::: Records for the exercise :::

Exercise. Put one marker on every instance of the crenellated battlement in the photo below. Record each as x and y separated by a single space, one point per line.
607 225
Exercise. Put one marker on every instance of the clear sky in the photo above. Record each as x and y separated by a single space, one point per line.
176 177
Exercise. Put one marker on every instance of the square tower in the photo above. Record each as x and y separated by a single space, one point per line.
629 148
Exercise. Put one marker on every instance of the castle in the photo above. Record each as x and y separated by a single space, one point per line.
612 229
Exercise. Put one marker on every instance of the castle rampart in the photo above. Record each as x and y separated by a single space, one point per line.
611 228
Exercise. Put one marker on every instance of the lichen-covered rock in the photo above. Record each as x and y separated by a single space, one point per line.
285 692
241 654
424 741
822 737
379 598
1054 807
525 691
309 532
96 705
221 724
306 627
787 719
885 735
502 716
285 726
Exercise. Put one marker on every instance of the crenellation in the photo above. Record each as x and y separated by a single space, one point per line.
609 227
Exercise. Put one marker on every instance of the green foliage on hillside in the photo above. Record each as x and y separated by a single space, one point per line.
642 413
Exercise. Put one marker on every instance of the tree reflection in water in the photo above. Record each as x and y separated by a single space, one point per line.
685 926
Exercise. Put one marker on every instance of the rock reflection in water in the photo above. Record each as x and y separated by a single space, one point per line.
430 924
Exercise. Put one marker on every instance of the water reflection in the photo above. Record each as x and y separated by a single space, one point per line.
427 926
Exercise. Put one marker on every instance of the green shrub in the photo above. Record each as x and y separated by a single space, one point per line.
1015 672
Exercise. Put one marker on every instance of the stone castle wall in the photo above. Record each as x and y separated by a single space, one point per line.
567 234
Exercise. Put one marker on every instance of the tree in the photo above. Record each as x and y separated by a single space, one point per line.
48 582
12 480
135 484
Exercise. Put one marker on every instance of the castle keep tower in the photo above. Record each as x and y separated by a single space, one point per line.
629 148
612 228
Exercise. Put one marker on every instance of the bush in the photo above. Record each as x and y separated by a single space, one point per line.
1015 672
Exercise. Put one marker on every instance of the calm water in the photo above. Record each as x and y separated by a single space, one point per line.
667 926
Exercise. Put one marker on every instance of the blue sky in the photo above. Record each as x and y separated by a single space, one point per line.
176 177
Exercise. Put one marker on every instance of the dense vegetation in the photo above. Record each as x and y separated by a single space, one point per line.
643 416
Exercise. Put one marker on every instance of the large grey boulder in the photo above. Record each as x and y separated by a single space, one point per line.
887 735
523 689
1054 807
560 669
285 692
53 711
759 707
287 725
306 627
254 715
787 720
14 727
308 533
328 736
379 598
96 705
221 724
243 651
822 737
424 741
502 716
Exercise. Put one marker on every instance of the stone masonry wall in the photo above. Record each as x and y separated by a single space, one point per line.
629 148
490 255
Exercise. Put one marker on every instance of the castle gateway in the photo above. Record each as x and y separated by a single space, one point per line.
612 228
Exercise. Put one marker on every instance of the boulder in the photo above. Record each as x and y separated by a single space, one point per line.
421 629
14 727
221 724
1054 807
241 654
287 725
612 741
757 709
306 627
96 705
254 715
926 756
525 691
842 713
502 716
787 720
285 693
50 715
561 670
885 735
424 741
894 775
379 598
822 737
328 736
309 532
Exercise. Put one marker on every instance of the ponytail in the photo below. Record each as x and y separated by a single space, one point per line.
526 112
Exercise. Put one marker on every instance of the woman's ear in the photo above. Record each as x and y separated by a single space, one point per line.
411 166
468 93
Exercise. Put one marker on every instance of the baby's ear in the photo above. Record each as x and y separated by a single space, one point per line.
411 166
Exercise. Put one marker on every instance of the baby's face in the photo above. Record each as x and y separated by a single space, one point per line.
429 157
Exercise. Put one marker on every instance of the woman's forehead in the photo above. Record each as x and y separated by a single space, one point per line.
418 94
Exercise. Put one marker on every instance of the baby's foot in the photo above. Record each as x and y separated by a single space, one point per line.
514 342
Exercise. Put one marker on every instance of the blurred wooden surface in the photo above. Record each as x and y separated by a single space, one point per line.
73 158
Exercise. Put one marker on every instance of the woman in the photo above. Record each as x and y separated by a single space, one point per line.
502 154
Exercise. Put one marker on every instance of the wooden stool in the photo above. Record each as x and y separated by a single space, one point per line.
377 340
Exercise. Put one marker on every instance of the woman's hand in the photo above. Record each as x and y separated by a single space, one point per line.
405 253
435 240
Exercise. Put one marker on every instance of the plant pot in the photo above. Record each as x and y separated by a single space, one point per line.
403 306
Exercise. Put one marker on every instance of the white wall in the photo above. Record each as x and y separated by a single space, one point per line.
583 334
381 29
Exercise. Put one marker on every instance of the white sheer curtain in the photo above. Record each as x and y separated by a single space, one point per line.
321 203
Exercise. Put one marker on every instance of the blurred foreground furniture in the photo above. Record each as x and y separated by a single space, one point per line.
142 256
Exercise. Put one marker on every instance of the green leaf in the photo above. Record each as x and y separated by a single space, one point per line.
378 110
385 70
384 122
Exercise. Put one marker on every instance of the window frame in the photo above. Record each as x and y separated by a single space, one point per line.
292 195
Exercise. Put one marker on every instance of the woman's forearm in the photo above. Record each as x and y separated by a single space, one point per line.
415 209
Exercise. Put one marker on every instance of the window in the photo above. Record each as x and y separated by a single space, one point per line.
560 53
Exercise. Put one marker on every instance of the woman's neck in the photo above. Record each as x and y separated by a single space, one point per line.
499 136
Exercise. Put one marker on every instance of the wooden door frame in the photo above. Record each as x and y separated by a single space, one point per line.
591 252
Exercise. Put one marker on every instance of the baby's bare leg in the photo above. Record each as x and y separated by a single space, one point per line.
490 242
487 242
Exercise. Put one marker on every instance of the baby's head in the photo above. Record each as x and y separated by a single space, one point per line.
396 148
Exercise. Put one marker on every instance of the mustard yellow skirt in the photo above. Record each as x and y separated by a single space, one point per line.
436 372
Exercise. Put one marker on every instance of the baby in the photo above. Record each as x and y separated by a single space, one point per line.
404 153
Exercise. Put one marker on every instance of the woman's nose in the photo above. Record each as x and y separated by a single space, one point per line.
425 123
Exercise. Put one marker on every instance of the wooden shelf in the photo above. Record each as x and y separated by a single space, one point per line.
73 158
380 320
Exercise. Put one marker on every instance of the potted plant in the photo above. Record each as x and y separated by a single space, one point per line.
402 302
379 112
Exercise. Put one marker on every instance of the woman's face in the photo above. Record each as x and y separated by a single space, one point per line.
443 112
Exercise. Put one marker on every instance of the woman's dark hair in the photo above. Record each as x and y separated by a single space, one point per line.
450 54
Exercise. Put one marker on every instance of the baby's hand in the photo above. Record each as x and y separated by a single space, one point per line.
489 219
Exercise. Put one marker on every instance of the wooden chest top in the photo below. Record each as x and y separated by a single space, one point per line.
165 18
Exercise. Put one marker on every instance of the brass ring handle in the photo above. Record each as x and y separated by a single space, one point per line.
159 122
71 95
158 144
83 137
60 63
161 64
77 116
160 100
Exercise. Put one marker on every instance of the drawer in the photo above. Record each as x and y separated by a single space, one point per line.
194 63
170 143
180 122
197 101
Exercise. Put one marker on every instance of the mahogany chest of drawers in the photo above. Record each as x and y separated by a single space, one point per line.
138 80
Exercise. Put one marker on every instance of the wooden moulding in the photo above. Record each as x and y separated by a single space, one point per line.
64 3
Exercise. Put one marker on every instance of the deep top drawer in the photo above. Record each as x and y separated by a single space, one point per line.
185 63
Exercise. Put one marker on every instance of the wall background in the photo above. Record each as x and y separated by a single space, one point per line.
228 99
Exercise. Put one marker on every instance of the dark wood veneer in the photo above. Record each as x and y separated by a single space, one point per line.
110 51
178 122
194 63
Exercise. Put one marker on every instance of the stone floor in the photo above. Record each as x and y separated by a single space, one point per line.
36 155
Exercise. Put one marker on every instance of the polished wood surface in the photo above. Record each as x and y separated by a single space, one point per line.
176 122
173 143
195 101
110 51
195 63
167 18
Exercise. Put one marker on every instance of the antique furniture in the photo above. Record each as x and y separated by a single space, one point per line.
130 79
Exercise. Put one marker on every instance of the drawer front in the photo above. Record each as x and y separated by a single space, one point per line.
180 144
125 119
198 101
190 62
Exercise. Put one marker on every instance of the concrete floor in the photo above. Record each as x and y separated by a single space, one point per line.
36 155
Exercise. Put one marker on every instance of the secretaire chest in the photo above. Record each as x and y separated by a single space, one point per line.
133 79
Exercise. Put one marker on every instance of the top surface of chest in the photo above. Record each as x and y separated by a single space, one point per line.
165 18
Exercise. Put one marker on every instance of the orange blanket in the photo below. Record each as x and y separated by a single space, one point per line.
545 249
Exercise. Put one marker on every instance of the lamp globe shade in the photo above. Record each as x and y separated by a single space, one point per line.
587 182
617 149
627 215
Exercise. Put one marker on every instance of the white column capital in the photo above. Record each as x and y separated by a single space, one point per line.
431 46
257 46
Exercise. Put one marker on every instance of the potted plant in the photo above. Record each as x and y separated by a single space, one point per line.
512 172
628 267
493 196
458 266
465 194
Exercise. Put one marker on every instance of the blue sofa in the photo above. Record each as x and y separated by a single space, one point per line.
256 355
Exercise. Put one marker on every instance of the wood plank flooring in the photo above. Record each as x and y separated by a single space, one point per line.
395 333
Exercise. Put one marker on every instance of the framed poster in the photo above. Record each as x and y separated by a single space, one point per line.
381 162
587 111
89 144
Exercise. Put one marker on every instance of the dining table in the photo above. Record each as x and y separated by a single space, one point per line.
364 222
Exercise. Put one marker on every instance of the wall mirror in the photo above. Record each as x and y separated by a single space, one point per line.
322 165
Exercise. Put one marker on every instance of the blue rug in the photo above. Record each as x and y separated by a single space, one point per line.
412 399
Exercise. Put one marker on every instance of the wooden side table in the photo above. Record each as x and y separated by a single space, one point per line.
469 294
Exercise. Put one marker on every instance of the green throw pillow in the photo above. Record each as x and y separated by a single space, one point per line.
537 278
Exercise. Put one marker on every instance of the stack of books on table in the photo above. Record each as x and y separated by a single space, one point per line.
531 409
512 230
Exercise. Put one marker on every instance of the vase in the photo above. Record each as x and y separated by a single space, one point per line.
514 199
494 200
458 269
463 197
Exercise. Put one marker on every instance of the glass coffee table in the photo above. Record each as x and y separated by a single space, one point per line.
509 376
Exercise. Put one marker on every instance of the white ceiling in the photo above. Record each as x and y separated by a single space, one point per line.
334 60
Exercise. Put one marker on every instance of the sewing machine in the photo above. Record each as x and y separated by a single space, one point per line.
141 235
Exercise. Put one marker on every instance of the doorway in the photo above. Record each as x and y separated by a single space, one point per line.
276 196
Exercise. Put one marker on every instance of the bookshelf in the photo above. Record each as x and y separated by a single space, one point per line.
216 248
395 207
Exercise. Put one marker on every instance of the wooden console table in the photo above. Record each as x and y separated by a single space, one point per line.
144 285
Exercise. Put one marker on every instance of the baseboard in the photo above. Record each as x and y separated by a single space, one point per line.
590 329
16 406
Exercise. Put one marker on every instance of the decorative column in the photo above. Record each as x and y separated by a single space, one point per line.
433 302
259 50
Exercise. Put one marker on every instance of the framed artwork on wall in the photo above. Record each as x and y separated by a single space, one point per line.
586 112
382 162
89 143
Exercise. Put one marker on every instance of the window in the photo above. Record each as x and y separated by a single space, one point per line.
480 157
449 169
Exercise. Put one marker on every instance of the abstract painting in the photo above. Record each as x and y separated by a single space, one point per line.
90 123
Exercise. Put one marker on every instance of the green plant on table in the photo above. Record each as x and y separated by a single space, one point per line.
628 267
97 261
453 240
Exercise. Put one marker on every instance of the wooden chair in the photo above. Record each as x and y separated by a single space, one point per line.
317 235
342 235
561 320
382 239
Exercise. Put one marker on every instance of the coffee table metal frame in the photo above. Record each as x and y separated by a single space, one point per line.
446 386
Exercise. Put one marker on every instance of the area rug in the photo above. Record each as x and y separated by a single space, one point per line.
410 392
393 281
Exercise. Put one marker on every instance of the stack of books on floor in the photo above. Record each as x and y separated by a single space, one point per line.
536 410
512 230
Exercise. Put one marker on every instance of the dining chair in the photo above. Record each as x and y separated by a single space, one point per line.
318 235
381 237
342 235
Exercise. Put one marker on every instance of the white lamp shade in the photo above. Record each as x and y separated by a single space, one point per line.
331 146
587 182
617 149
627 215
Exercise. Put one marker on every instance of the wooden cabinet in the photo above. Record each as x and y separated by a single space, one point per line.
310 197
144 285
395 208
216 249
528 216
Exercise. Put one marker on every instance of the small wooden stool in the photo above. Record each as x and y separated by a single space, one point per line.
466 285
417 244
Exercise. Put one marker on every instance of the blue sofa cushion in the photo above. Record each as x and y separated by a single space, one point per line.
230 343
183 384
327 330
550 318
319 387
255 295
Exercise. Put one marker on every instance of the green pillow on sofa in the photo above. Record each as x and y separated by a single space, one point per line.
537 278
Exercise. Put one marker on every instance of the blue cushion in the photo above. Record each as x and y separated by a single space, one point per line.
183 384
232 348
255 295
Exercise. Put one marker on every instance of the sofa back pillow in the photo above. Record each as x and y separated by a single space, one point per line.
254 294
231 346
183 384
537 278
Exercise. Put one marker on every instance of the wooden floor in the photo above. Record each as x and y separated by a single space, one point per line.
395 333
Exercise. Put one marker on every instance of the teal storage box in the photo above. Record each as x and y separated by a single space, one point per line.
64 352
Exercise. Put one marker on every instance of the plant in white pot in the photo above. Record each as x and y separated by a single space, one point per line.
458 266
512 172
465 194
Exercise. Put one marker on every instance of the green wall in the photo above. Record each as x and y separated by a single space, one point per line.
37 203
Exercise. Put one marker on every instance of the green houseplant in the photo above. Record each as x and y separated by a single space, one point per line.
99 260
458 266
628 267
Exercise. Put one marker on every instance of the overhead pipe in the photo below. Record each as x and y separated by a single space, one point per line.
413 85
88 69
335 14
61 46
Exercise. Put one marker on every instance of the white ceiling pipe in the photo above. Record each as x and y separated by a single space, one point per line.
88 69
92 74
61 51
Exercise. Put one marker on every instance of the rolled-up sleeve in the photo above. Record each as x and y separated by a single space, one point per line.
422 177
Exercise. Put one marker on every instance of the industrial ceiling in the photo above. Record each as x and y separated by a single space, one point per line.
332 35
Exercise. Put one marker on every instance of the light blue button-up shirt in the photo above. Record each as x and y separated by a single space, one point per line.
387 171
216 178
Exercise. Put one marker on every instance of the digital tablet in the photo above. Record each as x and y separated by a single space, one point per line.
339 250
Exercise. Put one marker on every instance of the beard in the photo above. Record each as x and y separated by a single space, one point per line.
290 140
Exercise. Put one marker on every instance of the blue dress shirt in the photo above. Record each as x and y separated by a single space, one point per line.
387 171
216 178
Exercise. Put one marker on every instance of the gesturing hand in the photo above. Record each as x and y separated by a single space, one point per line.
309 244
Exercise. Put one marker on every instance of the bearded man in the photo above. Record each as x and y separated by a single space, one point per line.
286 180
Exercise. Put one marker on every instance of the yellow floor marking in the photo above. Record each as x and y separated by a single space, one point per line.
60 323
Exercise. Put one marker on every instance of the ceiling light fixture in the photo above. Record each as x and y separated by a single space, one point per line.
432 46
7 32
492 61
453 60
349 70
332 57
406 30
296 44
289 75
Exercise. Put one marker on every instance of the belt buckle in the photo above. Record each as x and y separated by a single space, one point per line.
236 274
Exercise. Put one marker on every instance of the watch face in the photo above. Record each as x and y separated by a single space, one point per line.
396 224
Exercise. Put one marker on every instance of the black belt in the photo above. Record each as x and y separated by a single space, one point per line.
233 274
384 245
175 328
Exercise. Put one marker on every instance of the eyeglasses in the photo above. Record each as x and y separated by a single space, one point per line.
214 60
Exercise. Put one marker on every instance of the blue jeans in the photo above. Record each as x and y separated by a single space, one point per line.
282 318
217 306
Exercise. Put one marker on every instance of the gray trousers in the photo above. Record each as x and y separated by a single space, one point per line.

:::

- What you are asked to do:
Swap "marker" for "dot" in the records from the line with "Exercise. Put one marker on every instance of the bearded" through the end of the records, leaving everything else unchanged. Give only those lines.

- Solution to this exercise:
Exercise. Put one dot on every instance of the bearded man in the photo above. Record each as x and y separated by a single space, one point per line.
286 180
Exercise. Put one dot on every instance of the yellow floor marking in the photo above. Record each as x and y separated by a single space, one point per line.
60 323
Exercise. Put one dot on every instance of the ceiling light fixture in the photo above. Record each as x and y separated by a single space, one point per line.
432 46
7 32
492 61
453 60
349 70
332 57
406 30
296 44
289 75
Exercise. Put one dot on every instance of the belt buckle in the photo above. Record each as x and y separated by a single space, one point per line.
236 274
Exercise. Put one dot on every instance of the watch face in the photo above. Record each as x and y separated by a single space, one point per line.
396 224
Exercise. Put one dot on every instance of the black belt in the photo above. Record each as x and y separated by a single space, one point per line.
233 274
384 245
175 328
Exercise. Put one dot on every instance of the eyeglasses in the photo above. Record each as x and y separated by a single space, one point per line.
214 60
Exercise. Put one dot on every instance of the blue jeans in the photo above. Record each as x and y separated by a single space, one point per line.
282 318
217 306
Exercise. Put one dot on every instance of the gray trousers in the photo above. Record each as x and y separated by a single space, one point per line.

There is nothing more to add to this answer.